**GIVEN TEXT**
================================

Learn how to make watermelon salad, grilled lamb chops, strawberry shortcake and more

Grilled Lamb Chops With Roasted Potatoes

Reprinted with permission from Kokkari Restaurant, San Francisco

Christina Ferrare lamp chop (Tara Donne)

For a hearty entrée, try grilled lamb chops with Kokkari dressing and roasted potatoes. — Tara Donne

Serves 6

Grilled Lamb Chops

  • 2 8-inch racks of lamb, about 11/2 pounds each
  • 2 teaspoons garlic powder
  • 1/2 teaspoon freshly ground pepper
  • 2 teaspoons dried Greek oregano, crumbled
  • 2 tablespoons extra-virgin olive oil
  • Sea salt
  • 2 lemons, halved, plus 4 lemon wedges for garnish
  • Kokkari Dressing (see recipe below)
  • Fresh oregano sprigs for garnish

1. Ask the butcher to trim the fat cap (the thick sheet of fat on the outside of each rack) but to leave a thin layer of fat. Some butchers like to "French" the ribs, trimming away the meat between the rib ends to leave the bone exposed, but this meat is tasty and should be left in place. Ask the butcher to cut between the ribs to make a total of 16 single-rib chops.

2. Put the chops on a work surface and pound the meat lightly with your fist to make it evenly thick and to crack the external band of fat. Combine the garlic powder, pepper and dried oregano in a small bowl. Press this seasoning blend into both sides of the meat, including the meat on the bones. You can grill the lamb immediately, or cover and refrigerate for up to 12 hours (bring to room temperature before grilling).

3. Prepare a hot charcoal fire or preheat a gas grill to high. Just before grilling, drizzle the seasoned chops with the olive oil, using your fingers to coat the meat evenly, then season with salt. Grill the chops, turning once, for about 3 minutes on each side for medium rare. Squeeze the lemon halves over them just before taking them off the grill.

4. Serve hot, drizzled with dressing (see recipe below) and garnished with lemon wedges and oregano sprigs.

================================

**ENTRIES PROVIDED**
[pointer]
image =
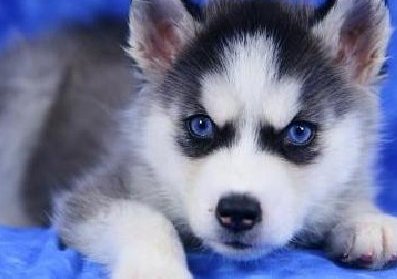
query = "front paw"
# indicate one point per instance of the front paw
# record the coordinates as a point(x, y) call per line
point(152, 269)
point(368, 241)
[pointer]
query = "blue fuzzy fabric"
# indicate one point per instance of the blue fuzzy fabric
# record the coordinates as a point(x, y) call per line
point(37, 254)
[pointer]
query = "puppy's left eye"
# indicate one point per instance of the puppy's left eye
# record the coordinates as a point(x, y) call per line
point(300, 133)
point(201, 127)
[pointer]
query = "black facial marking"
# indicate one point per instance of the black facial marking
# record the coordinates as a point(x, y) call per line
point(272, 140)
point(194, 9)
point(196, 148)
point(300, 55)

================================

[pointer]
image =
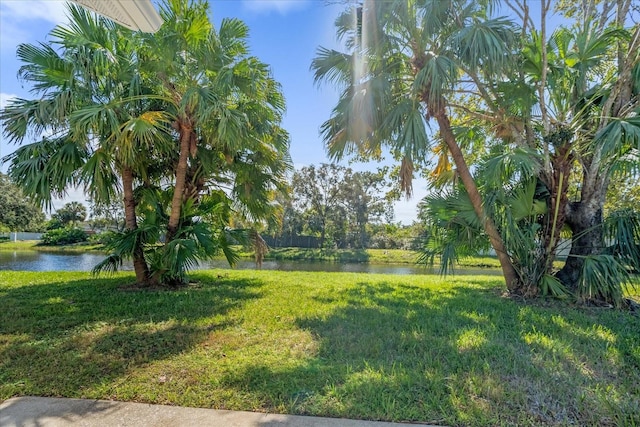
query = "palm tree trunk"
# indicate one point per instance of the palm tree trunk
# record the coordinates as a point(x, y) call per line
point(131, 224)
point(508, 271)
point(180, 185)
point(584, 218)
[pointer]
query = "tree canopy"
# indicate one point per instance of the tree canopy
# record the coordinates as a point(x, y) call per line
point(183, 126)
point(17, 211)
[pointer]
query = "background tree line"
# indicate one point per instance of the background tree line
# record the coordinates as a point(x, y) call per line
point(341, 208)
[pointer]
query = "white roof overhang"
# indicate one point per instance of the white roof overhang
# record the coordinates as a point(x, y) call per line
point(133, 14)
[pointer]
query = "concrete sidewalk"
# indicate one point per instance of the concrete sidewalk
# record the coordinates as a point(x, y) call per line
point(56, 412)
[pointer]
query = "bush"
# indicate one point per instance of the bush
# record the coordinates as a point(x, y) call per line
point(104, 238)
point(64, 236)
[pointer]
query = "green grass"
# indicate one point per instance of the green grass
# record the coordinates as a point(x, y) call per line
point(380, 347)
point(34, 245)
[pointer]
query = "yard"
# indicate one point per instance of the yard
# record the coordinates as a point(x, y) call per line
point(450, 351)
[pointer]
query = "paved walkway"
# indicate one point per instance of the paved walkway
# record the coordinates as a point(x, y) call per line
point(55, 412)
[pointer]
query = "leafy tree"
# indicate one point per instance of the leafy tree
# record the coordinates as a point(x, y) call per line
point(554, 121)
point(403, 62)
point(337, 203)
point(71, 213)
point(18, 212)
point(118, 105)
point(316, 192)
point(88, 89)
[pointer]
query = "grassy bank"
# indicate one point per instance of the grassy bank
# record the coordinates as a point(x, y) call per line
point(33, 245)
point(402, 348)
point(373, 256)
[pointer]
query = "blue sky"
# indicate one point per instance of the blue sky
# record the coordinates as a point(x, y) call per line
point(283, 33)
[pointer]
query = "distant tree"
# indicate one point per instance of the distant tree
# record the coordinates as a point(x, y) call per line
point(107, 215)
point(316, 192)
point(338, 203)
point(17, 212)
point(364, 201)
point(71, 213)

================================

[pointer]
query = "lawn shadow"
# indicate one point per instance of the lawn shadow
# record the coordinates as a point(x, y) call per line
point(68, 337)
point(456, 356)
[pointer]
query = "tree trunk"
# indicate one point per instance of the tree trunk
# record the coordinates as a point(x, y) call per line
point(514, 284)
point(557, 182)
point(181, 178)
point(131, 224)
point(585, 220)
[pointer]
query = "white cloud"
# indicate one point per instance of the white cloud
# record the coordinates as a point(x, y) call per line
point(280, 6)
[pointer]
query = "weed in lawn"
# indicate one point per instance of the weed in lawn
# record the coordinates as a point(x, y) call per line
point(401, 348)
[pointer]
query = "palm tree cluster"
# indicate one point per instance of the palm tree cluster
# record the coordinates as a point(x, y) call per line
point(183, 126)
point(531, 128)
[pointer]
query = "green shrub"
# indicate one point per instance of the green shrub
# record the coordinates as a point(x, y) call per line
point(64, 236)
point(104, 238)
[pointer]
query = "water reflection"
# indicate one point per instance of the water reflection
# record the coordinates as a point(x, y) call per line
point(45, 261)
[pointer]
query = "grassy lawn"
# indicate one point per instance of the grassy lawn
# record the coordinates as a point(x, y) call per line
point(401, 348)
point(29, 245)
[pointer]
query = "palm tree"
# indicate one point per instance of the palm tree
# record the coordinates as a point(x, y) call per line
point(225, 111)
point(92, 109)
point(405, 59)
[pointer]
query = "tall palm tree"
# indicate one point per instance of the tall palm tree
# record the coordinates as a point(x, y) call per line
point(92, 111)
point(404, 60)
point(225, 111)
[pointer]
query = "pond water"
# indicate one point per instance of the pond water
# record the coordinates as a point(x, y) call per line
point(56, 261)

================================

**REQUIRED ACTIONS**
(1) Transcribe everything from "1. Ask the butcher" down to "16 single-rib chops." in the lamb chop recipe.
(2) Rewrite the lamb chop recipe paragraph that begins "Put the chops on a work surface" as a brief list of steps, keeping its main facts.
(3) Continue the lamb chop recipe from where it stops.

**RESULTS**
(1)
1. Ask the butcher to trim the fat cap (the thick sheet of fat on the outside of each rack) but to leave a thin layer of fat. Some butchers like to "French" the ribs, trimming away the meat between the rib ends to leave the bone exposed, but this meat is tasty and should be left in place. Ask the butcher to cut between the ribs to make a total of 16 single-rib chops.

(2)
- Lay the chops on a work surface and lightly pound the meat with your fist so it is evenly thick and the outer band of fat cracks.
- Mix the garlic powder, pepper and dried oregano in a small bowl.
- Press the seasoning into both sides of the meat, including the meat on the bones.
- Grill right away, or cover and refrigerate for up to 12 hours. Bring the chops to room temperature before grilling.

(3)
Nutrients per serving: 226 calories, 28g protein, 2g carbohydrates, 1g fiber, 11g fat (4g saturated fat), 87mg cholesterol, 462mg sodium, 356mg potassium

Kokkari Dressing

Makes 1/2 cup

  • 6 tablespoons extra-virgin olive oil
  • 2 tablespoons fresh lemon juice
  • 2 teaspoons capers, rinsed and minced
  • 2 teaspoons shallots, minced
  • 1 teaspoon garlic, minced
  • 1 teaspoon flat-leaf parsley, minced
  • 1/2 teaspoon fresh oregano, chopped
  • 1/4 teaspoon dried Greek oregano, crumbled
  • Sea salt and freshly ground pepper

In a small bowl, whisk together the olive oil, lemon juice, capers, shallots, garlic, parsley and fresh oregano. Add the dried oregano, and whisk in salt and pepper to taste.

Nutrients per serving (about 11/2 tablespoons): 124 calories, 0g protein, 1g carbohydrates, 0g fiber, 14g fat (2g saturated fat), 0mg cholesterol, 125mg sodium, 17mg potassium

Roasted Potatoes

  • 2 pounds Yukon Gold potatoes, cut lengthwise into 6 wedges
  • 4 tablespoons extra-virgin olive oil
  • 1/2 teaspoon dried Greek oregano, crumbled
  • Sea salt and freshly ground pepper
  • 1/4 cup fresh lemon juice, plus more for garnish

1. Preheat the oven to 450˚ F. Put the potato wedges in a large bowl. Add the olive oil, oregano, 11/2 teaspoons salt and several grinds of pepper. Toss to coat evenly.

2. Arrange the wedges in one layer in a 9-by-13-inch nonreactive dish. Drizzle with the lemon juice. Pour 1/2 cup of water around, not over, the potatoes. Bake until the potatoes are browned in spots and tender when pierced and the water has evaporated, about 40 minutes, rotating the pan halfway through baking for even browning. Let cool for at least 15 minutes before bringing the potatoes to the table.

Nutrients per serving: 200 calories, 3g protein, 26g carbohydrates, 2g fiber, 9g fat (1g saturated fat), 0mg cholesterol, 392mg sodium, 12mg potassium

Next page: Want dessert? Try this strawberry shortcake with homemade strawberry coulis. »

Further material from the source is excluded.